>> begin TASK DATA
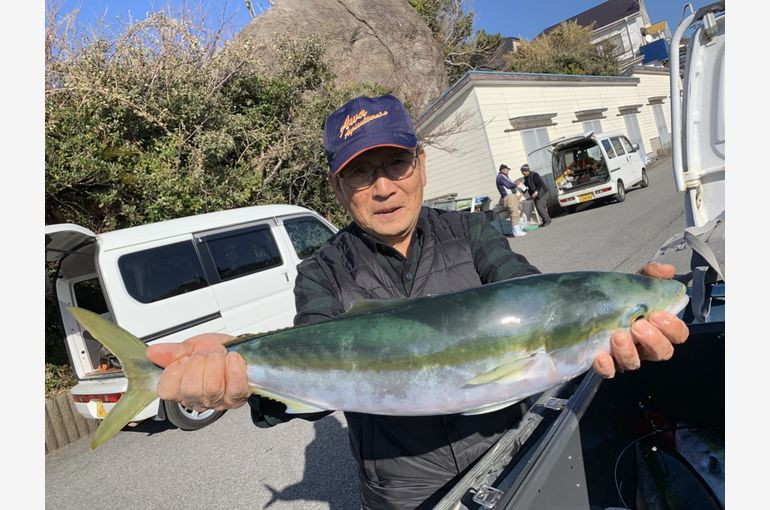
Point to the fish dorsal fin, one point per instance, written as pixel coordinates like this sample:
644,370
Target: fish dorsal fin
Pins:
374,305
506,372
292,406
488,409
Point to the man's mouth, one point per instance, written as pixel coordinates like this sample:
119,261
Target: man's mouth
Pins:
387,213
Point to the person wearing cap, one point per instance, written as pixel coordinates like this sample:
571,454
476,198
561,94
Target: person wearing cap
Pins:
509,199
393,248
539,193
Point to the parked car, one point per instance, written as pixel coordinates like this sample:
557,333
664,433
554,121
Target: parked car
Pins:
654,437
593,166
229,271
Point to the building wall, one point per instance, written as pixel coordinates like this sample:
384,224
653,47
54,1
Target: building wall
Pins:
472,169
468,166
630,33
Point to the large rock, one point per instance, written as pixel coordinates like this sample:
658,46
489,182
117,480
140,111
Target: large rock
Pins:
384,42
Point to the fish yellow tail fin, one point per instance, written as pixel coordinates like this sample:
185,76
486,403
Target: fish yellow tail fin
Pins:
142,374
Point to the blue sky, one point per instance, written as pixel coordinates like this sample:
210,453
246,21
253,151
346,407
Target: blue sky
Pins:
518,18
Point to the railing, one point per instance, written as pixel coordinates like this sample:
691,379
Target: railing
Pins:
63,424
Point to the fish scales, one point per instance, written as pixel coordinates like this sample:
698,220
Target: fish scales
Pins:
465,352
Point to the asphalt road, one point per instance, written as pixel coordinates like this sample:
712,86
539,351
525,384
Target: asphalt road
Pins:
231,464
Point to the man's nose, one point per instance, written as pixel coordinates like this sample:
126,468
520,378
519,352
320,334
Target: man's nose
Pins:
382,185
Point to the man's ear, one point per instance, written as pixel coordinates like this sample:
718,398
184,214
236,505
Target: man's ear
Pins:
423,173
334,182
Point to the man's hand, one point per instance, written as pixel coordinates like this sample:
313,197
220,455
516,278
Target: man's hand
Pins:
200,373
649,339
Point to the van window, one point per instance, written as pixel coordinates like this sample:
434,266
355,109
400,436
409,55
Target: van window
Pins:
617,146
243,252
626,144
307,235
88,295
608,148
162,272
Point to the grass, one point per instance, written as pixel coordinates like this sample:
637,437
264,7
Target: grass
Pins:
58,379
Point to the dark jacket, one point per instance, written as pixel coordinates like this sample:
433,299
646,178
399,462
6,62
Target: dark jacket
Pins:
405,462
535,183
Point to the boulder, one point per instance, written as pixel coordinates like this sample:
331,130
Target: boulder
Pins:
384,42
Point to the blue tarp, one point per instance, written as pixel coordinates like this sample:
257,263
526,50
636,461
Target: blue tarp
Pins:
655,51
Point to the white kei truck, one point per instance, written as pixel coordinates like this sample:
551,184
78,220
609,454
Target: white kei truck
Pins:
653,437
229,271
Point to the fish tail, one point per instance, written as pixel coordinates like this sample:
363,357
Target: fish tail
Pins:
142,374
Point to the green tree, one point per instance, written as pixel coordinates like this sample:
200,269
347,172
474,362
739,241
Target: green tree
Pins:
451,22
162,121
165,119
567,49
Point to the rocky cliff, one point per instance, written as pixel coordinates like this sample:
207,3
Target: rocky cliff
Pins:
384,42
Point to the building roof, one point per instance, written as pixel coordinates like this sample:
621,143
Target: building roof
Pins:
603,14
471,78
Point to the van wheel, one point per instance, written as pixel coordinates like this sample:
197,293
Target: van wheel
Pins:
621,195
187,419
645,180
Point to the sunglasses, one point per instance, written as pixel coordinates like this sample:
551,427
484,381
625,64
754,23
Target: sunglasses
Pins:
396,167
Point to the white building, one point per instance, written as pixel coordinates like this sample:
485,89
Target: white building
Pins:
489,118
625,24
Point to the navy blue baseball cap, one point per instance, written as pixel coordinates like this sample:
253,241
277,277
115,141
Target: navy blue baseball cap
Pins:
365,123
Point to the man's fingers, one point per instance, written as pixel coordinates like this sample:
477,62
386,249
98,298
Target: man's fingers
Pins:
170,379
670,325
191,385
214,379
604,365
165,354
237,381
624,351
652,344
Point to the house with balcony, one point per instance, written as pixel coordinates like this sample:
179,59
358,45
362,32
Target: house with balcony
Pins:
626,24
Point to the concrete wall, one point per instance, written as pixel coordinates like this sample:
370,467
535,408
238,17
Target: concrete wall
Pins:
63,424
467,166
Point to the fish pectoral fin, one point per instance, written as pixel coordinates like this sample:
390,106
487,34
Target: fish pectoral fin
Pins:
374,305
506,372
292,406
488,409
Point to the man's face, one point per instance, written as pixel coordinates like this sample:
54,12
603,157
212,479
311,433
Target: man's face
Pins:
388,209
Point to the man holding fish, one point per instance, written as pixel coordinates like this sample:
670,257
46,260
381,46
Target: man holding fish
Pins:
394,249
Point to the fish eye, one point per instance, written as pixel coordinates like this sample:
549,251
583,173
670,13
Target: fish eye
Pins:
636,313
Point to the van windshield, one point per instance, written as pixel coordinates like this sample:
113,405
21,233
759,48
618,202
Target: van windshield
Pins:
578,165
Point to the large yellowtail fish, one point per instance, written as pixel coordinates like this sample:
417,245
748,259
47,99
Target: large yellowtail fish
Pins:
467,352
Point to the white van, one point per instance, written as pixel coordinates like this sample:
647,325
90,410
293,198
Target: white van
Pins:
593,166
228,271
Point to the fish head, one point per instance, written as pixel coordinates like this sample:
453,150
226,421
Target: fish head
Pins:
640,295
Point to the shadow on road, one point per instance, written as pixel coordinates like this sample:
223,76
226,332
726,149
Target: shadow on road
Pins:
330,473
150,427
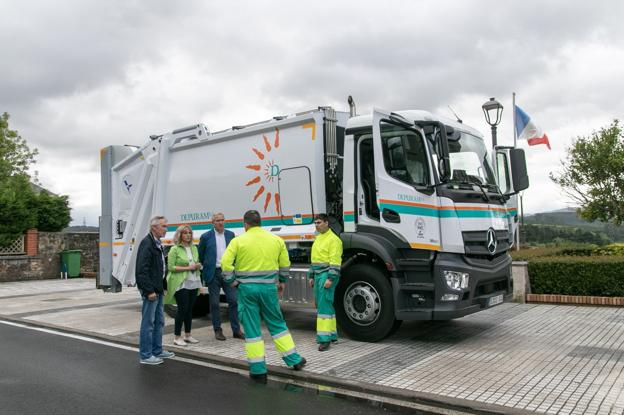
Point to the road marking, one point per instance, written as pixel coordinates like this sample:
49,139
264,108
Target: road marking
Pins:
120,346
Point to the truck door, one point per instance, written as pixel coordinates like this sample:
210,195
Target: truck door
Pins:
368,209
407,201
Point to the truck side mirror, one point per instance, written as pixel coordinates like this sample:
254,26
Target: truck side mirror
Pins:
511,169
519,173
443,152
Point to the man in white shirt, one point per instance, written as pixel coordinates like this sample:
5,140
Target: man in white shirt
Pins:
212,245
>> end TASK DATA
▶ SHORT TASK: Output the full set of records above without changing a word, and drop the images.

▶ ANSWER TO THIS TASK:
Point to the fish dorsal fin, one point per instance, written as pixel coordinates like this sample:
644,370
Target: fish dorsal fin
Pins:
374,305
506,372
292,406
488,409
Point to the man's mouth, one point per instance, written as pixel coordinates like this sample:
119,261
Target: man's mouth
Pins:
387,213
Point to the person wearing cap, one point per instance, written as pixel coordinates like this sample:
571,454
476,198
561,94
Target: person wearing cap
Pins:
509,199
393,248
539,193
Point to the parked car, one point per instance, written as pixel coordinates like this sample:
557,333
664,433
554,121
Target: parked car
Pins:
654,437
593,166
229,271
Point to the building wall, one point per instance, written as pixel coordinates like this sample:
384,224
653,47
54,1
Target: building wall
Pins:
472,169
468,166
630,33
Point to the large rock, one point per instance, written as pixel coordinates like this sample:
658,46
489,182
117,480
140,111
Target: large rock
Pins:
384,42
Point to the fish yellow tail fin, one point per instance, written as pixel coordinates like this sample:
185,76
486,403
Target: fish yellow tail fin
Pins:
142,374
Point to the blue sky, one point per instance, written as pixel coordinates like this sample:
210,453
246,21
253,151
346,407
Target: blue sky
Pins:
518,18
Point to the railing, one point per instance, written as pixel coordinates like this sample:
691,379
Target: railing
Pins:
63,424
Point to the fish scales, one point per instance, written as pixel coordinates like this sample:
698,220
Target: fish scales
Pins:
465,352
Point to the asphalt road, one point per instance, written as pixel coordinates like this sample:
712,86
539,351
525,384
Target: asphalt road
Pins:
231,464
Point to the man's nose, one point per instance, written as pixel coordinates like this sample:
126,468
520,378
519,352
320,334
Target: man's nose
Pins:
382,185
Point to the man's ear, one point per instance, written as pixel coordinates like this sample:
718,398
184,214
236,505
Target: man's ear
Pins:
423,173
334,182
Point to the man's hand, one point per instance, written as pixel coordinates like this sample:
313,197
220,455
516,278
Target: man's hand
Pins:
200,373
649,339
Point to the van window, one point per instance, written as pixel coordinates like this sample:
434,266
355,109
400,436
409,55
Target: van window
Pins:
617,146
243,252
626,144
307,235
88,295
608,148
162,272
Point to the grass, one point per instance, written as pixel coordinates like this sample:
637,437
264,7
Target: grass
Pins:
58,379
Point to the dark jacket, one point per instance, written as pixel coordinates like this sample:
433,299
646,178
399,462
6,62
Target: dark jacket
Pins:
405,462
535,183
Point to the boulder, one point per instance, written as pixel coordinates like this sample:
331,130
Target: boulder
Pins:
384,42
Point to the blue tarp, one point per instance, written as pixel coordinates like this sample:
257,263
526,50
636,461
Target: blue tarp
Pins:
655,51
Point to the white kei truck, one point per instance, written as pixel coordinates like this sample:
551,184
78,220
609,454
Target: white kei truck
Pins:
653,437
229,271
Point to the fish tail, one point per instance, written as pixel coordinates like this sample:
363,357
Target: fish tail
Pins:
142,374
Point to the green tree, one point per instance, written as pixel coordinates like this sample:
200,269
347,172
474,362
739,241
Target: green tree
Pins:
451,22
162,121
165,119
567,49
Point to the rocky cliff, one point per instance, written as pixel coordinates like this sample:
207,3
Target: rocky cliff
Pins:
384,42
Point to the building roof, one point per instance, written as pixel coordinates like this sample:
621,143
Target: building roof
Pins:
603,14
471,78
Point to the van wheel, one point per instance, written as pixel coordinates like this sample:
197,293
Target: van wheel
Pins:
621,195
187,419
645,180
Point to the sunglasses, one point per instance, written as pixel coordinates like this sample:
551,427
484,381
625,64
754,23
Target: sunglasses
Pins:
396,167
Point to the white building, one point per instance, written as pixel coordinates like this sample:
485,89
Target: white building
Pins:
489,118
625,24
Point to the navy blue baseball cap, one point per instance, written as pixel coordinates like this sample:
253,241
277,277
115,141
Target: navy blue baseball cap
Pins:
365,123
Point to the man's fingers, one point per instance, written as pixel coordinates like this sample:
477,62
386,249
98,298
Target: man's fingers
Pins:
170,379
670,325
191,385
214,379
604,365
165,354
237,381
624,351
652,344
Point to the house with balcony, one point per instance, written as pixel coordinates like this sample:
179,59
358,45
362,32
Target: house with balcony
Pins:
626,24
Point to the concrete wall, one point per instance, written as pixel coordinates like this sample:
370,467
535,408
238,17
Target: concrete wall
Pins:
63,424
467,166
Point to the fish pectoral fin, one point per instance, written as pixel coordinates like this sample:
390,106
487,34
Target: fish pectoral fin
Pins:
374,305
506,372
292,406
488,409
Point to the man's face, one point per instance, written as pixel coordinates like this sample:
54,12
603,157
212,479
311,433
Target: man's face
Pins:
388,209
Point to the man holding fish, one point per instance, written as pixel coordinates like this sample:
670,257
46,260
381,46
Target: man holding fish
Pins:
394,249
Point to the fish eye, one point per instance, written as pixel coordinates like this sample:
549,251
583,173
670,13
Target: fish eye
Pins:
636,313
Point to the van windshield, one point per instance, written as pixel coordinates like this sample:
113,405
21,233
759,48
618,202
Target: van windshield
Pins:
578,165
Point to the large yellowtail fish, one point per instance, written as pixel coordinates like this sample:
417,245
748,259
47,99
Target: large yellowtail fish
Pins:
467,352
Point to the white van, one point per instance, written as pixel coordinates like this sample:
647,325
90,410
293,198
Target: white van
Pins:
593,166
228,271
Point to the fish head, one point per instance, written as pixel coordinates like this sample:
453,150
226,421
Target: fish head
Pins:
640,295
Point to the shadow on road, one point per instance, written as pixel coordinates like this sample:
223,76
226,332
726,149
Target: shadow on road
Pins:
330,473
150,427
Point to the road marking, one point per instance, written as pixel coordinates like this sample:
49,139
264,108
Target: road marking
Pins:
120,346
Point to the truck door, one point per instance, written as pixel coordinates like this sample:
210,195
Target: truck door
Pins:
368,209
407,201
Point to the truck side mirror, one point per instance, written as pixel coordinates like this sample:
254,26
Target: truck side mirror
Pins:
511,169
519,173
443,152
Point to the man in white shirt, one point per instance, written as pixel coordinates like this sample:
5,140
Target: man in white shirt
Pins:
212,245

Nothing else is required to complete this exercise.